**THE PROBLEM:** Return the stretch of the news article on the East Cooper students' space experiment from "East Cooper CAS" through "TechRise Student Challenge.", copied word for word.

**DOCUMENT SEGMENT:**
··········
East Cooper CAS students’ experiment heading into space
CHARLESTON, S.C. (WCSC) - When Jeff Bezos’ Blue Origin rocket takes flight next year, one of the payloads on board will be an engineering experiment built by a team of high school students at East Cooper Center for Advanced Studies. The project is one of 57 selected by NASA out of a pool of more than 600 applicants in the TechRise Student Challenge.
Ryan Teachman is one of the lead designer of the project and was at a loss for words when the selection was announced.
“I was blown away. I really wasn’t expecting it,” Teachman said. “I’m really excited. This is the coolest thing I have done, hands down.”
The experiment they designed is called a surface catheter blood suction machine. The high school senior says he thought up the idea for the machine while doing an internship at the Medical University of South Carolina.
“In a space surgery when someone is cut open, the blood will just pool right around the incision site. It’s not going to drip down to the ground like on Earth. It’s going to stay right there, making surgery difficult if not impossible. The surgeon can’t see what they’re doing,” Teachman said. “We decided we wanted to create a pumping mechanism to pump the blood away so the surgeon can work in a normal manner.”
The project is being worked on by a whole team of around 20 students. Regan O’Neill is another one of the team leaders. She’s in charge of the structural design and many of the math equations needed in the project.
“We have to design an expulsion system to mimic a person’s blood and we can’t use real blood because that’s a bio hazard. . . So if someone got an incision, where would the blood pool and how fast,” O’Neill said. “Everything has to be double sealed for this project, so if we had liquid in a container it has to have two systems to hold it in place – so I am sort of in charge of designing that too.”
··········
[Referring expression pointing data]
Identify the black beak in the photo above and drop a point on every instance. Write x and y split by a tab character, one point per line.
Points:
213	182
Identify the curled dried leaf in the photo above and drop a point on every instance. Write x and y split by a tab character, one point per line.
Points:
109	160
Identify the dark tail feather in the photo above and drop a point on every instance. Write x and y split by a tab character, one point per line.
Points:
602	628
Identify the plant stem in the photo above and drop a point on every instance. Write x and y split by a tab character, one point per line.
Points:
··········
**SOLUTION TO THE EXERCISE:**
East Cooper CAS students’ experiment heading into space
CHARLESTON, S.C. (WCSC) - When Jeff Bezos’ Blue Origin rocket takes flight next year, one of the payloads on board will be an engineering experiment built by a team of high school students at East Cooper Center for Advanced Studies. The project is one of 57 selected by NASA out of a pool of more than 600 applicants in the TechRise Student Challenge.